*REQUIRED ACTIONS*:
a) From the mountain bike thread, extract the passage starting with "## Cubist (12" and going on through "as she fears?".
b) List every body weight in stone that appears in the mountain bike thread.
c) Continue the mountain bike thread after its last post.
Start PASSAGE SHOWN
# What can a MTB take?



## Cubist (12 Jan 2009)

I have recently sourced a fleet of bikes for my policing team, and am in the process of getting as many out on them as I can. Most of them love it, especially some of the people returning to cycling after a few years' absence. Some others have been a little more reluctant, but once they saw the bikes and had a go in a controlled environment, they realised they were going to enjoy themselves and volunteered for the training.

One of the PCSOs approached me a bit sheepishly the other day and asked whether I thought the bikes could take her weight. I don't profess to be an expert in judging people's weight, and guessed she weighs about 17 or 18 stone. I was however gobsmacked to be told she weighs 21.5 stone. Given that she's going to be riding on the road virtually all the time, is a Cube Acid going to cope, or will it have damage done as she fears?

I have fitted women's saddles to some of the bikes, and keep the tyres up at max pressure, so her comfort is as catered for as much as I can.


----------



## spandex (12 Jan 2009)

Not a prob I think the max is 24st on most bikes. What is the psi on the tyres? and are the wheels standard?
End PASSAGE SHOWN
Start SUPPLIED RECORDS
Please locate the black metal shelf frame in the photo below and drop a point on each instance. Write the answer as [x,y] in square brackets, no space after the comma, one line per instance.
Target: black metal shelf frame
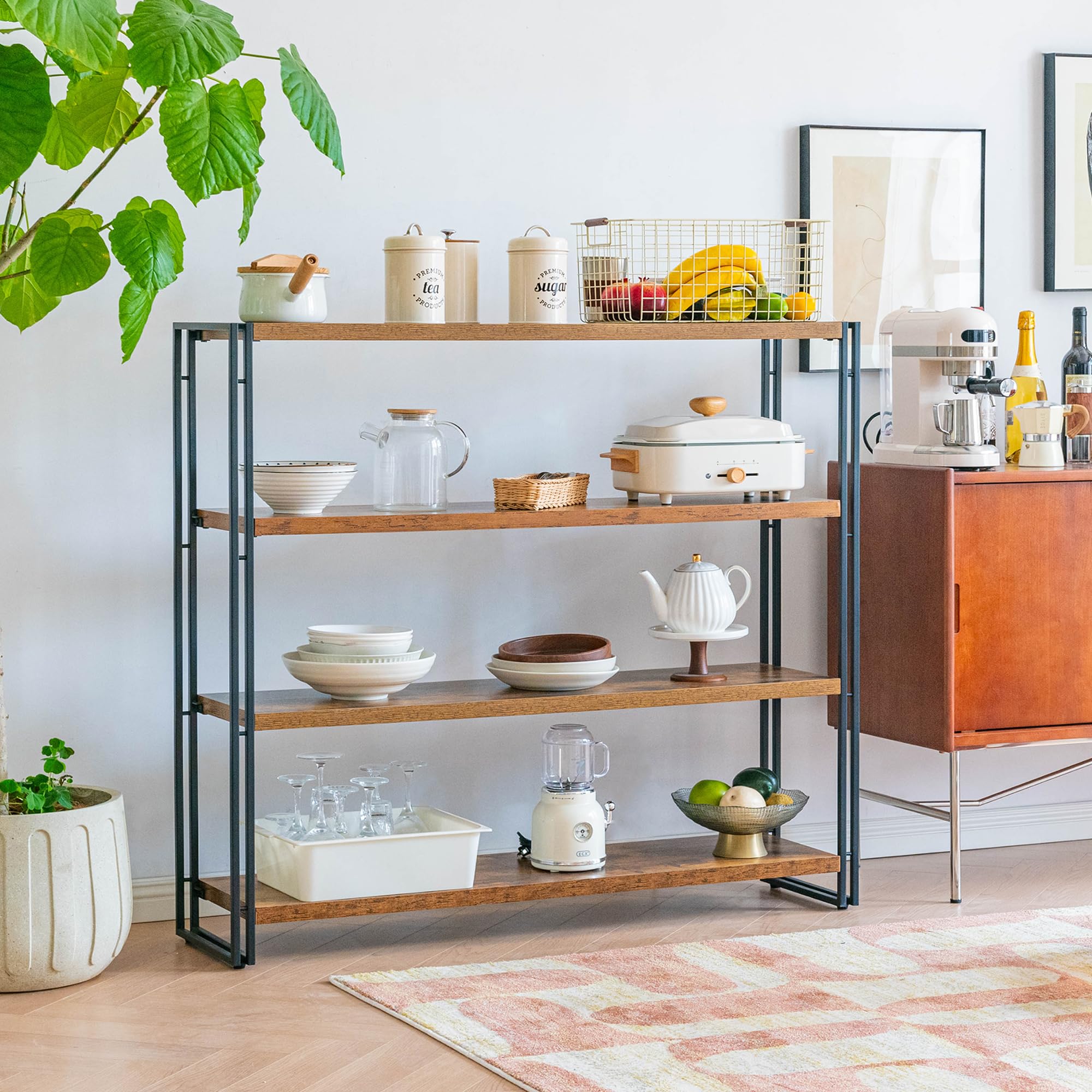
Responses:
[240,949]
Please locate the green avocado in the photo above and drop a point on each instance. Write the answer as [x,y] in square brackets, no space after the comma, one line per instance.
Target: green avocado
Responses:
[758,778]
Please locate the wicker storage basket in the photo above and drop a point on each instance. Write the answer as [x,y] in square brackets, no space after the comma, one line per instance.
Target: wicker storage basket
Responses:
[532,493]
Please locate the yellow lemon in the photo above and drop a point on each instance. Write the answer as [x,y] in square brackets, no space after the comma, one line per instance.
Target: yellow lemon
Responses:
[800,306]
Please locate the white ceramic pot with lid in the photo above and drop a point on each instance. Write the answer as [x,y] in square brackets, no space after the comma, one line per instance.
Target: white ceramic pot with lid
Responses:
[710,453]
[538,278]
[283,289]
[414,268]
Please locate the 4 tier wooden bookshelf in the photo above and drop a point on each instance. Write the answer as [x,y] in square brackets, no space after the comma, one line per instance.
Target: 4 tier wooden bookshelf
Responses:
[501,877]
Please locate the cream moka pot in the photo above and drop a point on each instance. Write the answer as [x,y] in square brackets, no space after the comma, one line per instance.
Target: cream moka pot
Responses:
[1041,425]
[568,827]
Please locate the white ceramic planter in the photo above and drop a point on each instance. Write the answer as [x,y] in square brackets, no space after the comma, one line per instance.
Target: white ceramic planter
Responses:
[66,893]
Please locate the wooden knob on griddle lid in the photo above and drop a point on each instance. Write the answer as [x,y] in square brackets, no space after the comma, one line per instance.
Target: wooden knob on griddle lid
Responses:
[709,406]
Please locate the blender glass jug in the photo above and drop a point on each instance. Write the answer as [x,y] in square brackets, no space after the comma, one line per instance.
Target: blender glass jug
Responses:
[412,461]
[569,756]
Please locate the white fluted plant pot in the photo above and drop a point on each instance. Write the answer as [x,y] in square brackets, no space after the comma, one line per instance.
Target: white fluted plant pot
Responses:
[66,893]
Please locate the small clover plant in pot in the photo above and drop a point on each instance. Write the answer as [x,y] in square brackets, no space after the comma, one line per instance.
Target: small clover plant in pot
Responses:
[65,876]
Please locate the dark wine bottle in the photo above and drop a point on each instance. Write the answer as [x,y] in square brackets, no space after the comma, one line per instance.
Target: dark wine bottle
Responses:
[1077,386]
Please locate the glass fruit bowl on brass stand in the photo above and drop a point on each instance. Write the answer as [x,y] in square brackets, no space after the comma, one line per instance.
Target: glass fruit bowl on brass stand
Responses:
[741,829]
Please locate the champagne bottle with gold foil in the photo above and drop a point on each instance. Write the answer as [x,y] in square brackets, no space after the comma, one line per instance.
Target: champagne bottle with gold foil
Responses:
[1030,386]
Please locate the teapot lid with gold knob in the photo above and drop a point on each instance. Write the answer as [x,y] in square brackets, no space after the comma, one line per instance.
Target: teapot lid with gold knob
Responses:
[697,566]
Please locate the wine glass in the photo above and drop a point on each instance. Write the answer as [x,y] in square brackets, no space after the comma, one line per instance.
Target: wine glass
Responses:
[340,793]
[409,822]
[369,786]
[321,830]
[298,830]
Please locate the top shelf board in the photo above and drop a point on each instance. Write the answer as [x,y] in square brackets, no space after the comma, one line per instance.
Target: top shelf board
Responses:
[482,516]
[532,331]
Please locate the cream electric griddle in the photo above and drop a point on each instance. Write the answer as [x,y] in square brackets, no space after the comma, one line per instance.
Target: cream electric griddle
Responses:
[708,454]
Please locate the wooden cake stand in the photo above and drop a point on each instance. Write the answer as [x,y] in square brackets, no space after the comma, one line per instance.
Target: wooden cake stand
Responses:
[699,651]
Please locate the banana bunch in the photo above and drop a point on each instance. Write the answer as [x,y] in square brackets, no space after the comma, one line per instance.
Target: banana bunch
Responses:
[732,274]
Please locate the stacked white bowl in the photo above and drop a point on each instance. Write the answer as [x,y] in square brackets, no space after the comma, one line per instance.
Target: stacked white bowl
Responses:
[300,486]
[359,663]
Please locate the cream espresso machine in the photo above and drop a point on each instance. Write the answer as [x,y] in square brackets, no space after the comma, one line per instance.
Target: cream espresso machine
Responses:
[568,827]
[935,405]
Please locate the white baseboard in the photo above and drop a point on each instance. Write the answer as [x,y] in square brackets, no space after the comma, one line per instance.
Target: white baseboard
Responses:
[897,835]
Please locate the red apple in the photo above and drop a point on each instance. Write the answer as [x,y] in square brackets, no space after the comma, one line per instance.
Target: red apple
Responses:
[636,301]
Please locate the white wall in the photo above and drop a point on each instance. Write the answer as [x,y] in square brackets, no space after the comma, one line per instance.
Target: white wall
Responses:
[485,117]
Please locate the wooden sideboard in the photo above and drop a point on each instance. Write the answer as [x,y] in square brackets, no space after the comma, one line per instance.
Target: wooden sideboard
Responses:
[976,606]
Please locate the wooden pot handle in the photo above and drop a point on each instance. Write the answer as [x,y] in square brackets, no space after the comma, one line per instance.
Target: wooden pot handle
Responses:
[1083,420]
[304,274]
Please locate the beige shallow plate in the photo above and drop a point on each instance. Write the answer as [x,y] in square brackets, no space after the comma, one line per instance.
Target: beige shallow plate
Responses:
[319,655]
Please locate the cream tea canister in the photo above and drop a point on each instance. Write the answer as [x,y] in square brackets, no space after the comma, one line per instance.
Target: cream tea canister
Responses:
[538,278]
[414,271]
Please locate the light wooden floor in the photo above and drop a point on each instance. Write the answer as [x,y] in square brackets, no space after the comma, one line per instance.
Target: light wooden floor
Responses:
[167,1018]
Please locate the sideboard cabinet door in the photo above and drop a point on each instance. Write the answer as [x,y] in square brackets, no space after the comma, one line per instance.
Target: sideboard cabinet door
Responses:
[1024,604]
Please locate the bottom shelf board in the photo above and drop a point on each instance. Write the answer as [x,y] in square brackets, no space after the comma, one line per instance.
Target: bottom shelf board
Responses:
[503,877]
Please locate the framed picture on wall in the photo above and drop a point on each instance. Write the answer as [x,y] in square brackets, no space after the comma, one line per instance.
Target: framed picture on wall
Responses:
[1067,170]
[907,224]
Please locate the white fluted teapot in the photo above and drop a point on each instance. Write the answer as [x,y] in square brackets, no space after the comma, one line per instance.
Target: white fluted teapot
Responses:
[699,598]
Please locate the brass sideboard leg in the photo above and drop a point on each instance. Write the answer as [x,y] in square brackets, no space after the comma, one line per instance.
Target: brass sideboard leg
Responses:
[954,825]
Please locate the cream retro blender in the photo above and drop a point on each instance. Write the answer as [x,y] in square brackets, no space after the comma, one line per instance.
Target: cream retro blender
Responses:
[568,827]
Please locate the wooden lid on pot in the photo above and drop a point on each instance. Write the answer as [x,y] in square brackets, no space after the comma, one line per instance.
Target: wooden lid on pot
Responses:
[277,264]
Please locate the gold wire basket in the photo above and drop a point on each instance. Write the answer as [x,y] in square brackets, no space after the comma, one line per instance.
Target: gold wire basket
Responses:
[699,270]
[741,829]
[535,492]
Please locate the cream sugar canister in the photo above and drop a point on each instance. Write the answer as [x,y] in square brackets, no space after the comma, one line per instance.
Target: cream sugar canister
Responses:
[461,280]
[414,268]
[538,278]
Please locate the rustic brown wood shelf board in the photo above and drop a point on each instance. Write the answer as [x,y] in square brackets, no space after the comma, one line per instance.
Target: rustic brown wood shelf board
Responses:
[303,708]
[482,516]
[503,877]
[538,331]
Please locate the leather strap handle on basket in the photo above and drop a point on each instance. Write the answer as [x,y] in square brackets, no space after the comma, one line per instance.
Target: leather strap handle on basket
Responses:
[304,274]
[1079,411]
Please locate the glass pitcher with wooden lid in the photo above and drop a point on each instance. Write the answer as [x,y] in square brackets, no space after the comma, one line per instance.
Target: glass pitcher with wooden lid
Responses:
[411,472]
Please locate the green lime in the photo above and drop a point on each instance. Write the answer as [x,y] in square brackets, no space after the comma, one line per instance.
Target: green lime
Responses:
[757,778]
[708,792]
[770,308]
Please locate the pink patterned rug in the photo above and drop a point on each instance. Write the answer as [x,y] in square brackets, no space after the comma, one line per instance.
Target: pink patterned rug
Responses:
[989,1004]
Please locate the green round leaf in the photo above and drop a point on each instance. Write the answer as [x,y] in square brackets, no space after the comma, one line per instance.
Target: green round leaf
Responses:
[102,110]
[134,310]
[22,301]
[64,147]
[87,30]
[176,41]
[26,110]
[67,258]
[211,141]
[141,241]
[311,105]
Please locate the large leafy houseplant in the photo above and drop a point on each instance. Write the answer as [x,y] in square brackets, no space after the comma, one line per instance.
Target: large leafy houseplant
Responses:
[114,70]
[78,84]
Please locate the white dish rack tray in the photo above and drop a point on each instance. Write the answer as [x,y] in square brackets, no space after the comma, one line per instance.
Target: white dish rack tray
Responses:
[443,859]
[789,253]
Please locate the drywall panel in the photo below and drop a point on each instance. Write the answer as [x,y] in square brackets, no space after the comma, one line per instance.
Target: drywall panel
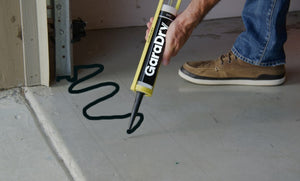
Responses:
[122,13]
[34,25]
[11,51]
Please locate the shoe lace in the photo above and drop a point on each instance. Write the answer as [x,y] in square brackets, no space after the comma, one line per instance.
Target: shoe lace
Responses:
[225,58]
[228,58]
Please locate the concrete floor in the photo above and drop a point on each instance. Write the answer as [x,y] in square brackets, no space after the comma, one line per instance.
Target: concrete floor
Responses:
[190,132]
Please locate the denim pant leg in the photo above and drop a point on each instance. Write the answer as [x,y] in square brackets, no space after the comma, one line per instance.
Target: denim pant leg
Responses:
[265,32]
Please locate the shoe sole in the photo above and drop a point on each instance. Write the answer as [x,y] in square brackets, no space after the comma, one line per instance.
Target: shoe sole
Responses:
[233,81]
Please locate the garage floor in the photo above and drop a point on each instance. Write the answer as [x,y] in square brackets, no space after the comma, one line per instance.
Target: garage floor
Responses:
[190,132]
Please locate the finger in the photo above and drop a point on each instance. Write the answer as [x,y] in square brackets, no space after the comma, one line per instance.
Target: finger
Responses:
[151,19]
[149,24]
[147,33]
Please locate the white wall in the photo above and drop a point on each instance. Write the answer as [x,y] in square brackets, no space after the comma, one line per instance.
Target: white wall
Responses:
[123,13]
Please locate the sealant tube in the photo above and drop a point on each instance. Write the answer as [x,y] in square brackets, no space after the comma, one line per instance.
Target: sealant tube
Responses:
[151,58]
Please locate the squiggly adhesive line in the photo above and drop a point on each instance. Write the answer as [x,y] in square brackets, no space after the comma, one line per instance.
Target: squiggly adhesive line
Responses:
[75,81]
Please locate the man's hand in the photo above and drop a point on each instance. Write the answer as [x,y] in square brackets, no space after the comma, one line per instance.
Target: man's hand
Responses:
[177,35]
[182,27]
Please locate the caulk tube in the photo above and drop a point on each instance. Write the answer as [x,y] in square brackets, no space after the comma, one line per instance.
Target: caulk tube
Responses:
[151,58]
[154,53]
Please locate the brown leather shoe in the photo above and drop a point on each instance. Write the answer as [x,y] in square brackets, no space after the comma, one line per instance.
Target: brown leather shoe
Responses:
[230,70]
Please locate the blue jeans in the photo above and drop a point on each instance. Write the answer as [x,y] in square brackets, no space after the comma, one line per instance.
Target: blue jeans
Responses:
[262,41]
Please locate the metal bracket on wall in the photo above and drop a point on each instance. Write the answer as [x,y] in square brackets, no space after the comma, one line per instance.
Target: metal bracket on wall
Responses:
[63,47]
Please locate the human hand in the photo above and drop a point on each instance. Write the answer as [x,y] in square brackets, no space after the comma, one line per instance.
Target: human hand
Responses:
[177,34]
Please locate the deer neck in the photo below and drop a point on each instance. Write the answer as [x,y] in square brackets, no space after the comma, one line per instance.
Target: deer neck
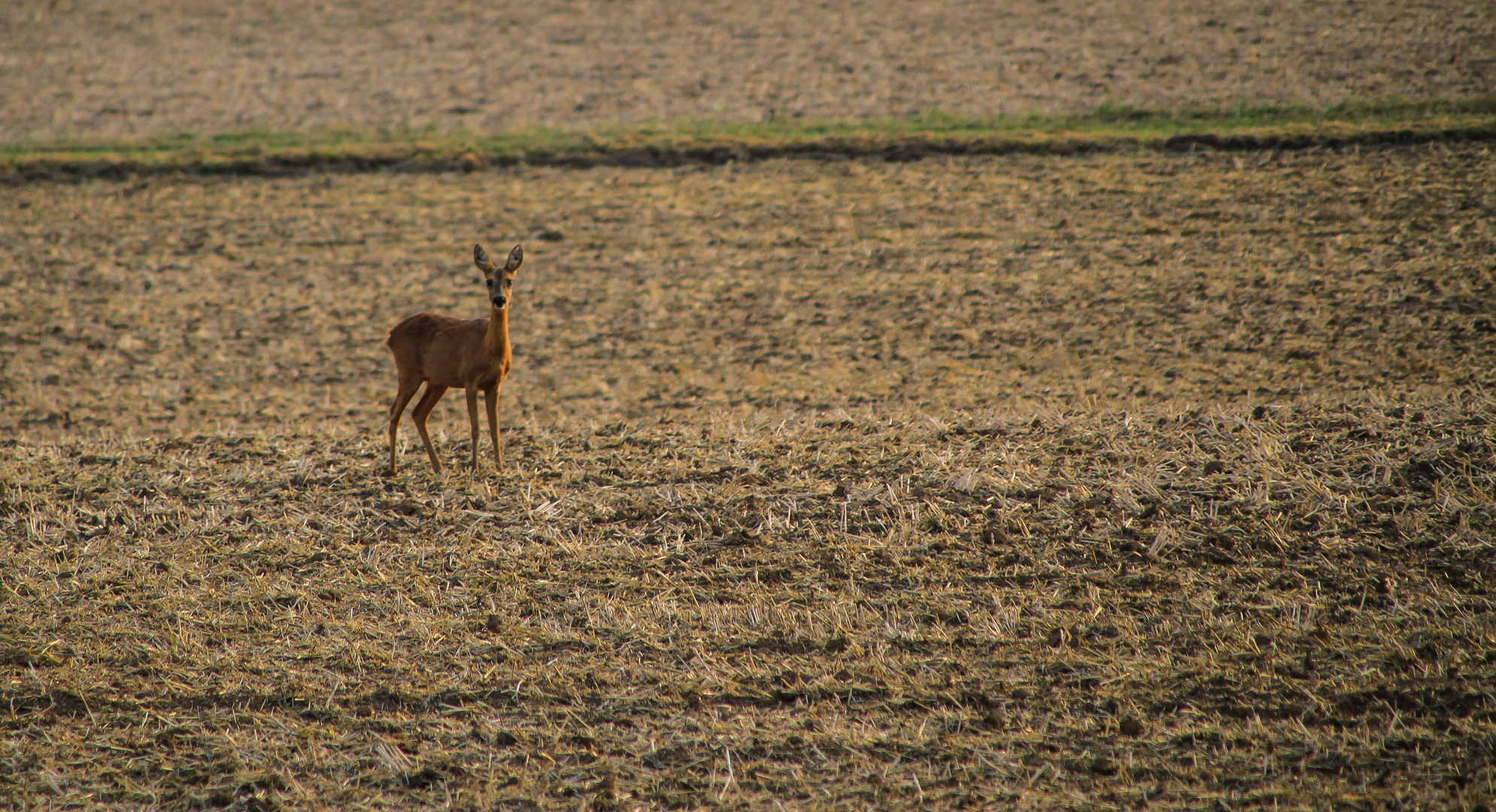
End SUPPLIED RECORDS
*TASK-BY-TASK ANSWERS*:
a)
## Cubist (12 Jan 2009)

I have recently sourced a fleet of bikes for my policing team, and am in the process of getting as many out on them as I can. Most of them love it, especially some of the people returning to cycling after a few years' absence. Some others have been a little more reluctant, but once they saw the bikes and had a go in a controlled environment, they realised they were going to enjoy themselves and volunteered for the training.

One of the PCSOs approached me a bit sheepishly the other day and asked whether I thought the bikes could take her weight. I don't profess to be an expert in judging people's weight, and guessed she weighs about 17 or 18 stone. I was however gobsmacked to be told she weighs 21.5 stone. Given that she's going to be riding on the road virtually all the time, is a Cube Acid going to cope, or will it have damage done as she fears?

b)
17 stone
18 stone
21.5 stone
24 stone

c)
----------



## 02GF74 (13 Jan 2009)

eeeeek! if you think about it, that is about 2 teenagers - the bike unless it is some super lightweight XC racing model swhould cope.

My money is on the seat post breaking if it is extended a fair bit out of the frame. The wheels may suffer if they are not built properly or utilise a small number of thin double butted spokes.


----------



## RedBike (13 Jan 2009)

Pumping up the tyres to their Max pressure will make the bike quicker on tarmac but it probably wont make it more comfortable. 

I suspect her main problem will be correctly setting the forks to sag correctly / the wheels strength over rougher ground.


----------



## bonk man (14 Jan 2009)

I really wouldn't worry about it bikes can cope with a serious amount of weight, see pics on this site... http://images.google.co.uk/imgres?i...-a&rls=org.mozilla:en-GB:official&hs=sI9&sa=N


----------



## Berger and Chips (14 Jan 2009)

This woman weighs more than that car shell though...


----------



## jay clock (14 Jan 2009)

> I suspect her main problem will be correctly setting the forks to sag correctly


 ? ?? what does that mean?

I would have thought unless she is 7ft tall, she is so massively obese that she needs to lose weight dramatically. Maybe the cycling will help? If she is 5ft4 she has a BMI of 53 which is monsterously dangerous.


----------



## jay clock (14 Jan 2009)

ps in case that sounds "fattist" it comes from someone who is not too skinny himself!


----------



## jay clock (14 Jan 2009)

and if she is 5'4" she needs to lose 132 pds to get into the "merely overweight" category for BMI...... wow


----------



## Will1985 (14 Jan 2009)

If she weighs that much, it'll do her good and maybe she'll lose some weight. 

Would a suspension seatpost take some of the impact away from the wheels on rougher roads?


----------



## maurice (14 Jan 2009)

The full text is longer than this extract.